A maioria dos casos está relacionada à presença de um anticorpo chamado anti-GAD65, que é produzido pelo próprio organismo e acaba por prejudicar a enzima responsável pela produção do neurotransmissor GABA que tem um importante efeito inibitório de estímulos no sistema nervoso central. O comprometimento do efeito inibitório GABA acaba por levar a um estado de hiperexcitabilidade do sistema nervoso, que é responsável pelo quadro clínico da doença.

Os principais sintomas e sinais da forma clássica da doença são:

  • Rigidez muscular nos membros
  • Rigidez muscular axial = músculos ao redor da coluna espinhal, abdome, pescoço
  • Espasmos dolorosos – frequentemente podem desencadeados por alguns gatilhos, como ruídos altos, estímulos táteis, sustos ou estresse emocional.
  • Dor nas costas, dores musculares e cãibras.
  • Sintomas neuropsiquiátricos = ansiedade, depressão, fobias 

A doença frequentemente está associada a outras condições autoimunes, como:

  • Diabetes mellitus do tipo 1
  • Doenças da tireóide: Tireoidite de Hashimoto e doença de Graves
  • Vitiligo
  • Anemia perniciosa
  • Doença celíaca
  • Lúpus eritematoso sistêmico
  • Miastenia gravis
  • Retinopatia e esclerite autoimunes

O diagnóstico da Síndrome da Pessoa Rígida envolve a análise do quadro clínico em conjunto com alguns exames complementares. O estudo neurofisiológico por eletroneuromiografia costuma ser de grande importância, revelando um padrão de co-contração muscular contínua de músculos agonistas e antagonistas. Além disso, a presença de autoanticorpos no sangue ou líquido cerebroespinhal é importante na confirmação do diagnóstico. O anticorpo anti-GAD65 está presente em cerca de 80% dos casos, mas diversos outros já foram descritos, incluindo: anti-receptor de glicina, anti-anfifisina, anti-GABAa e anti-DPPX. Especialmente nas formas relacionadas ao anticorpo anti-anfifisina é essencial realizar um rastreio para neoplasias, sendo mais frequente associação com câncer de mama, pulmão e melanoma.

Além da forma clássica, existem outras duas apresentações distintas dentro do espectro da doença, uma focal conhecida como “Stiff limb” em que os sintomas são restritos a apenas um membro do corpo (geralmente membro inferior) e uma forma mais grave conhecida por PERM (Progressive Encephalomyelitis with Rigidity

and Myoclonus). A variante PERM tem apresentação mais aguda e além da rigidez podem estar presentes encefalopatia (comprometimento da consciência), mioclonias (movimentos involuntários), acometimento de nervos cranianos, alterações autonômicas (sudorese, taquicardia, hipertermia), crises epilépticas, alterações de força e coordenação motora. A maior parte desses casos está relacionada a outro anticorpo, conhecido por anticorpo anti-receptor de glicina.

_SEGMENTO DE DADOS_
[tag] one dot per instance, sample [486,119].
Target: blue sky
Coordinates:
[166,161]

_TAREFAS_
1. Segundo o trecho sobre a Síndrome da Pessoa Rígida, em cerca de que porcentagem dos casos o anticorpo anti-GAD65 está presente?
2. No trecho sobre a Síndrome da Pessoa Rígida, reescreva a parte que começa nas palavras "and Myoclonus). A" e termina após "anti-receptor de glicina.", substituindo "sudorese" por "suor excessivo".

_PROBLEMAS RESOLVIDOS_
1. Em cerca de 80% dos casos.

2.
and Myoclonus). A variante PERM tem apresentação mais aguda e além da rigidez podem estar presentes encefalopatia (comprometimento da consciência), mioclonias (movimentos involuntários), acometimento de nervos cranianos, alterações autonômicas (suor excessivo, taquicardia, hipertermia), crises epilépticas, alterações de força e coordenação motora. A maior parte desses casos está relacionada a outro anticorpo, conhecido por anticorpo anti-receptor de glicina.